**Problem requirements**.
Reproduce the lines below word for word, leaving out the pictures.

**Excerpted records**.

= = =

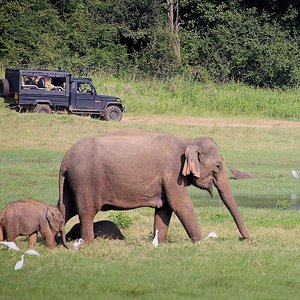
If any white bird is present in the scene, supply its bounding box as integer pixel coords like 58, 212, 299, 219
0, 242, 20, 251
291, 170, 299, 179
73, 238, 84, 251
24, 249, 40, 256
15, 254, 24, 270
152, 229, 158, 247
205, 231, 218, 240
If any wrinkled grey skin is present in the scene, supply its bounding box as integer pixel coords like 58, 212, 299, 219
57, 131, 249, 242
0, 199, 67, 248
66, 220, 125, 241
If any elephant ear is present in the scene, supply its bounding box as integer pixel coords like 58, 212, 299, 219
182, 145, 200, 178
46, 208, 63, 231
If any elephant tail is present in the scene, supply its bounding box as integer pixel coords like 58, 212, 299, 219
0, 211, 5, 241
57, 163, 67, 222
56, 161, 77, 223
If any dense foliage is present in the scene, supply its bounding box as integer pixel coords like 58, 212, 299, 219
0, 0, 300, 87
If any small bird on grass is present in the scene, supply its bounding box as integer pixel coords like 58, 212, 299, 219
73, 238, 84, 251
152, 229, 158, 247
24, 249, 40, 256
205, 231, 218, 240
291, 170, 299, 179
0, 242, 20, 251
15, 254, 24, 270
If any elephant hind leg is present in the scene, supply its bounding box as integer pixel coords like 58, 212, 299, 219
153, 203, 172, 243
28, 232, 38, 248
79, 212, 96, 243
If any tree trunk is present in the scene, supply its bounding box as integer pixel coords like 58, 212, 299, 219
167, 0, 181, 64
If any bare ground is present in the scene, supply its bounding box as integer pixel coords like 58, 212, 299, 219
122, 114, 300, 128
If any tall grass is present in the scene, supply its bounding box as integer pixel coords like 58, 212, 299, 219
94, 75, 300, 120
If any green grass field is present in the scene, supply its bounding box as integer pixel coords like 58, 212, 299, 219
0, 82, 300, 299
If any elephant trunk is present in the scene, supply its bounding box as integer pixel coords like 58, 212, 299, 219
214, 168, 249, 239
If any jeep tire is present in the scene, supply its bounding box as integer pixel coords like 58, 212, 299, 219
103, 105, 122, 121
33, 104, 52, 114
0, 79, 9, 97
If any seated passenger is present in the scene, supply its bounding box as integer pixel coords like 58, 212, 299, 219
35, 76, 45, 88
45, 77, 55, 91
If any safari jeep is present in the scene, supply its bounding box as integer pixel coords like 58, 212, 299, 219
0, 69, 125, 121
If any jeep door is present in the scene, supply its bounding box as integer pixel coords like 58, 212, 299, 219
74, 81, 95, 110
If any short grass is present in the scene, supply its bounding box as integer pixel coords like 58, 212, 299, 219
0, 81, 300, 299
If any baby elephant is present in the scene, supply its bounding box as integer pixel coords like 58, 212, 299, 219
66, 221, 125, 240
0, 199, 68, 248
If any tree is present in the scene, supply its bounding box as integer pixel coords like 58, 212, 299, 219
167, 0, 181, 65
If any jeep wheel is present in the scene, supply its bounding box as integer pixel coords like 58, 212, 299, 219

= = =

**Task output**.
If any white bird is present in the scene, supply its bounding box as integer pixel coords like 58, 212, 299, 219
0, 242, 20, 251
291, 170, 299, 179
73, 238, 84, 251
24, 249, 40, 256
15, 254, 24, 270
152, 229, 158, 247
205, 231, 218, 240
If any wrinkled grey skin is present in the scene, supply its bounding box as integer pixel coords like 58, 212, 299, 219
57, 131, 249, 242
0, 199, 67, 248
66, 220, 125, 241
If any elephant ear is present in the scene, supply its bounding box as integer pixel coords like 58, 212, 299, 219
182, 145, 200, 178
46, 208, 63, 231
If any elephant tail is present in the scene, supply its bounding box as integer pixel coords like 58, 212, 299, 219
0, 211, 5, 241
57, 163, 67, 222
56, 161, 77, 223
If any dense foliage is present in the scene, supply its bounding box as integer pixel coords like 58, 212, 299, 219
0, 0, 300, 87
If any small bird on grass is present in the scene, supply its bounding box as integer pixel coords like 58, 212, 299, 219
73, 238, 84, 251
152, 229, 158, 247
24, 249, 40, 256
205, 231, 218, 240
291, 170, 299, 179
0, 242, 20, 251
15, 254, 24, 270
If any elephant hind leg is present in the scene, supply its bounding box as integer pixel coords like 58, 212, 299, 219
153, 203, 172, 243
28, 232, 38, 248
79, 212, 96, 243
If any tree trunk is present in the scene, supply its bounding box as integer pixel coords like 58, 212, 299, 219
167, 0, 181, 64
If any bare ground is present in the scene, supply its bounding box as integer pixel coords like 58, 212, 299, 219
122, 114, 300, 128
If any tall grass is present in the scene, supply its bounding box as integer pixel coords like 58, 212, 299, 219
94, 75, 300, 120
If any green grass field is present in the scene, supply its bounding box as integer pixel coords like 58, 212, 299, 219
0, 82, 300, 299
If any elephant trunk is present in the scene, supply its bounding box as integer pixel coords like 58, 212, 299, 219
214, 168, 249, 239
If any jeep tire is present in the scene, supply its bounding box as integer pixel coords like 58, 212, 299, 219
103, 105, 122, 121
33, 104, 52, 114
0, 79, 9, 97
If any seated passenger is present in the scene, supply its bounding box as integer pixel coords like 58, 212, 299, 219
35, 76, 45, 88
45, 77, 55, 91
If any safari jeep is present in the scene, supply its bounding box as integer pixel coords like 58, 212, 299, 219
0, 69, 125, 121
If any jeep door is present in the scene, supply its bounding box as integer pixel coords like 58, 212, 299, 219
74, 81, 95, 110
If any short grass is present in the scene, supply its bounding box as integer pixel coords like 58, 212, 299, 219
0, 81, 300, 299
If any baby elephant is present in the scene, supply its bounding box as integer pixel coords like 58, 212, 299, 219
66, 221, 125, 240
0, 199, 68, 248
If any tree is present in the scene, supply its bounding box as integer pixel coords like 58, 212, 299, 219
167, 0, 181, 65
If any jeep wheel is present in the scene, supply its bounding box as integer pixel coords like 58, 212, 299, 219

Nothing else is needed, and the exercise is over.